Tuesday, January 18, 2022

ANOTHER NIGHTMARE

          A remake of a classic film noir that appeared in 1947, and based on the novel by William Lindsay Gresham, the new version of Nightmare Alley moves the work from a genre flick to what the publicity on the book covers always calls “a major motion picture,” i. e., an expensive, big time Hollywood production.  In the process, the movie has accumulated a crew of new stars and a lush look that the old black and white production naturally lacked.

          Bradley Cooper plays Stan Carlisle, one of those enigmatic drifters with a murky past right out of 1930s tough-guy fiction (see The Postman Always Rings Twice), who wanders into a traveling carnival.  Looking for any kind of employment, he lands a job helping one of the many scam artists on the midway, gradually learning various tricks and cons, and more or less accidentally discovering his talent for figuring people out, which results in his ascent from worker to “mentalist,” a person who reads minds (assisted, of course, by a comely female sidekick).

He and that sidekick, Molly (Rooney Mara), start a collaboration that leads them—after a considerable jump in time—to performing their act in a classier venue, a nightclub where, dressed in formal wear, he reads the minds of gullible people in the audience.  Stan moves from the sordid world of the carnival and the glittering vulgarity of the nightclub to an even higher game when he encounters a snooty psychologist, Lilith Ritter, played by Cate Blanchett; she helps involve him in a major fleecing of a guilt ridden millionaire seeking to contact his long lost love, whose death he had in effect caused. 

Like all con men, Stan of course aspires to make one big score and retire on the riches, and the millionaire looks like the ticket to his dream.  He delves cleverly into the past, conducts some inspired research, and spends a great deal of time and energy on creating just the right effect to snare his sucker, and with Molly’s reluctant assistance, sets it all in motion.  Of course, we all know how that will turn out.

*DATA SHOWN:*
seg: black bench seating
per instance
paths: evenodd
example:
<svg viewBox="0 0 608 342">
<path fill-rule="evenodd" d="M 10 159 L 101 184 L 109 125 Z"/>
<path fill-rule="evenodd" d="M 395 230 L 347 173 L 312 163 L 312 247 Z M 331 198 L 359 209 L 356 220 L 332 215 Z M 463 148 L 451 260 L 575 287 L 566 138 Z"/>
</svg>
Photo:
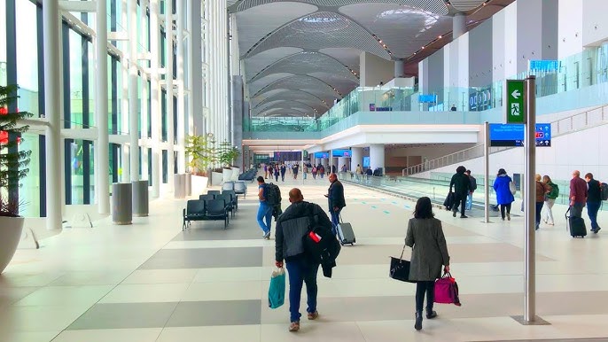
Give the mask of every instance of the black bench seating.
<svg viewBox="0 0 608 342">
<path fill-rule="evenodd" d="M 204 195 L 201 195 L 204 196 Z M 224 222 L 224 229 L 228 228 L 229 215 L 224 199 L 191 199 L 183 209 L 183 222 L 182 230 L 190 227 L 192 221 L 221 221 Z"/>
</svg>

---

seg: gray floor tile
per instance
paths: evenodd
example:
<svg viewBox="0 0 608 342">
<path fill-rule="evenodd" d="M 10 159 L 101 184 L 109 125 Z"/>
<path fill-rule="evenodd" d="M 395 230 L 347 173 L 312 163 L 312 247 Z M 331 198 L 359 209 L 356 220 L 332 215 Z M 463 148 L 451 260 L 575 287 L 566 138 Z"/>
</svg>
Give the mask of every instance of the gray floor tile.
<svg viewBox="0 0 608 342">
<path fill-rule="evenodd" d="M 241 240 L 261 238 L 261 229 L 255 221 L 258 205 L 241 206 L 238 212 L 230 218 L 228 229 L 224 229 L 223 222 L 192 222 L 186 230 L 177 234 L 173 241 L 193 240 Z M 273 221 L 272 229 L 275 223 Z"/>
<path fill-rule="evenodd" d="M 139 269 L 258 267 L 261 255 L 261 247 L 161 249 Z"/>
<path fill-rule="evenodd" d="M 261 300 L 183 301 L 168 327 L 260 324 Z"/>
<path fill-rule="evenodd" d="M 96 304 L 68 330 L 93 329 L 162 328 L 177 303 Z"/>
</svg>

---

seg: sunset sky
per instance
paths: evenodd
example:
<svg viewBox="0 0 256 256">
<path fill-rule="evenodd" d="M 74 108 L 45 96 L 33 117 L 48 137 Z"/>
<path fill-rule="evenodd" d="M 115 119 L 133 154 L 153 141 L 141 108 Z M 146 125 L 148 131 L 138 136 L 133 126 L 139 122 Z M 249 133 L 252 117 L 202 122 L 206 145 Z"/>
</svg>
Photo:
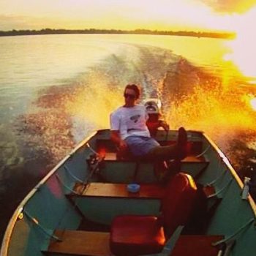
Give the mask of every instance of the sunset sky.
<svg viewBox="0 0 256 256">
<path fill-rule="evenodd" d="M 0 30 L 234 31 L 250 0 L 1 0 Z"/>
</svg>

*CHECK YOUR UNDERSTANDING:*
1: Update the stretch of the Nightmare Alley review that opens with the words "He and that" and closes with "in effect caused.", changing "nightclub" to "supper club".
2: Carry the Nightmare Alley review forward from its final sentence.
The listing is not needed for any of this.

*WRITTEN ANSWERS:*
1:
He and that sidekick, Molly (Rooney Mara), start a collaboration that leads them—after a considerable jump in time—to performing their act in a classier venue, a supper club where, dressed in formal wear, he reads the minds of gullible people in the audience.  Stan moves from the sordid world of the carnival and the glittering vulgarity of the supper club to an even higher game when he encounters a snooty psychologist, Lilith Ritter, played by Cate Blanchett; she helps involve him in a major fleecing of a guilt ridden millionaire seeking to contact his long lost love, whose death he had in effect caused.

2:
Unlike the original film, a black-and-white noir classic, this Nightmare Alley features splashy color and a series of stunning art deco interiors.  It employs its title in some inventive ways, showing a variety of alleys, some of them those impressively decorated corridors, that Stanton Carlisle walks, and then runs through in various states of desperation, before he finds himself moving from the linear to the circular in his progress.  Despite the presence of his lover and assistant Molly, Stan’s journey appears bracketed between two blondes, one the blowsy, sexually generous Zeena (Toni Collette), a performer in the dusty, sleazy carnival, who first befriends him and teaches him some of the tricks of her own mentalist racket; the other is the icy psychologist Lilith Ritter, who occupies the astonishing art deco offices and whose name alone should have served to warn him.  In addition she creates a nice balance, in effect plying her own trade as a “mentalist” and thus matching both Zeena and Stan in falsehood and fraudulence.

Collecting quite a bit of critical praise, for whatever that’s worth, the movie certainly stands out from the usual swamp of superhero flicks that would ordinarily draw big crowds in a non-COVID season.  Its fascinating and often unpleasant subtext of cons and scams, of suckers and cheaters, might best be summarized in the title of a W. C. Fields classic, “You Can’t Cheat an Honest Man,” a type who, fear not, never appears in Nightmare Alley.  Despite that truth, an admonition implied throughout the work, its dark 1930s ambience, and its bleak ethos, in these difficult times for film companies and movie theaters, it may even make a profit.  Rarely, it may also deserve one.